● Source document:
((
AI model proactively predicts if a COVID-19 test might be positive or not

Dec. 13, 2022
Study Shows Machine-learning Models Trained Using Simple Symptoms, Demographic Features are Effective in Predicting COVID-19 Infections.

A study from Florida Atlantic University’s College of Engineering and Computer Science using machine learning provides new evidence in understanding how molecular tests versus serology tests are correlated, and what features are the most useful in distinguishing between COVID-19 positive versus test outcomes.

Researchers from the College of Engineering and Computer Science trained five classification algorithms to predict COVID-19 test results. They created an accurate predictive model using easy-to-obtain symptom features, along with demographic features such as number of days post-symptom onset, fever, temperature, age and gender.

The study demonstrates that machine-learning models, trained using simple symptom and demographic features, can help predict COVID-19 infections. Results, published in the journal Smart Health, identify the key symptom features associated with COVID-19 infection and provide a way for rapid screening and cost-effective infection detection.
))
● To do:
(A) Decide whether each statement agrees with the COVID-19 prediction article, and support each yes or no with the article's deciding words, quoted exactly: (i) The researchers trained five classification algorithms. (ii) The results appeared in the journal Nature Medicine. (iii) Age and gender were among the demographic features used.
(B) Print the stretch of the COVID-19 prediction article from "AI model proactively" through "Predicting COVID-19 Infections.".
The listing has no connection to the COVID-19 prediction article.

● Data shown:
((
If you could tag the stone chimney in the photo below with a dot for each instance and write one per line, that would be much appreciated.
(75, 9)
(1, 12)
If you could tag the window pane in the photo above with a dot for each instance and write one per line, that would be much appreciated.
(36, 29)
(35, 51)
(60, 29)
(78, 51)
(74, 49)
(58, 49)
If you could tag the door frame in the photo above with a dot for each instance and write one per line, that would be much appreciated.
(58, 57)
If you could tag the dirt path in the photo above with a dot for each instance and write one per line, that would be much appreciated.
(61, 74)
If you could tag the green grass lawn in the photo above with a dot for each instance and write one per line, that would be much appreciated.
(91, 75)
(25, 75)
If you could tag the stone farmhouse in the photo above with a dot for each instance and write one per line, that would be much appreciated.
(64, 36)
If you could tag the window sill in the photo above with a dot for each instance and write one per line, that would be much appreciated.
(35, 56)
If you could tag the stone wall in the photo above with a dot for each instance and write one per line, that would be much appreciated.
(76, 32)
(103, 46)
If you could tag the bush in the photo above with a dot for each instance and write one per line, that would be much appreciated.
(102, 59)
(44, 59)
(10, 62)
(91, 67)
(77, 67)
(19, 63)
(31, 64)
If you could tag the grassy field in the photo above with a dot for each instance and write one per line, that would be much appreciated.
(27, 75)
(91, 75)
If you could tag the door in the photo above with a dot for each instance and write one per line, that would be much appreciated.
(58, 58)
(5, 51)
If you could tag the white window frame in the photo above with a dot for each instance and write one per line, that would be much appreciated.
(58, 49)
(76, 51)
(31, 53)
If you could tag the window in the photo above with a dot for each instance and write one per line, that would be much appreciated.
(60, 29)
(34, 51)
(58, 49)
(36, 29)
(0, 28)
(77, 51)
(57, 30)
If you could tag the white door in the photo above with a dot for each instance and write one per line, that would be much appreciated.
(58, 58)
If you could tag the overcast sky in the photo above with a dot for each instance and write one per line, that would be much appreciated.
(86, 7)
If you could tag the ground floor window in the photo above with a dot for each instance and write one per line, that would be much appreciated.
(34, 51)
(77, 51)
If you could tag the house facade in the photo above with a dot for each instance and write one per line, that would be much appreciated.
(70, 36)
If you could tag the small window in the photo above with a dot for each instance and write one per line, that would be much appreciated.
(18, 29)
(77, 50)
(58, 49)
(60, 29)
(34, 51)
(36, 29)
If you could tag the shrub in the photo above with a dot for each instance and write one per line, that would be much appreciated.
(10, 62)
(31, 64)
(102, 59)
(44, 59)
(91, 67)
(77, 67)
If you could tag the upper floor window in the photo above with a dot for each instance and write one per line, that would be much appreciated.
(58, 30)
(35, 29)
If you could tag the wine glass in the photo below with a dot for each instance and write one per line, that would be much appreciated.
))
● Solutions to the problems:
(A)
(i) Yes: "trained five classification algorithms to predict COVID-19 test results"
(ii) No: "published in the journal Smart Health"
(iii) Yes: "temperature, age and gender"

(B)
AI model proactively predicts if a COVID-19 test might be positive or not

Dec. 13, 2022
Study Shows Machine-learning Models Trained Using Simple Symptoms, Demographic Features are Effective in Predicting COVID-19 Infections.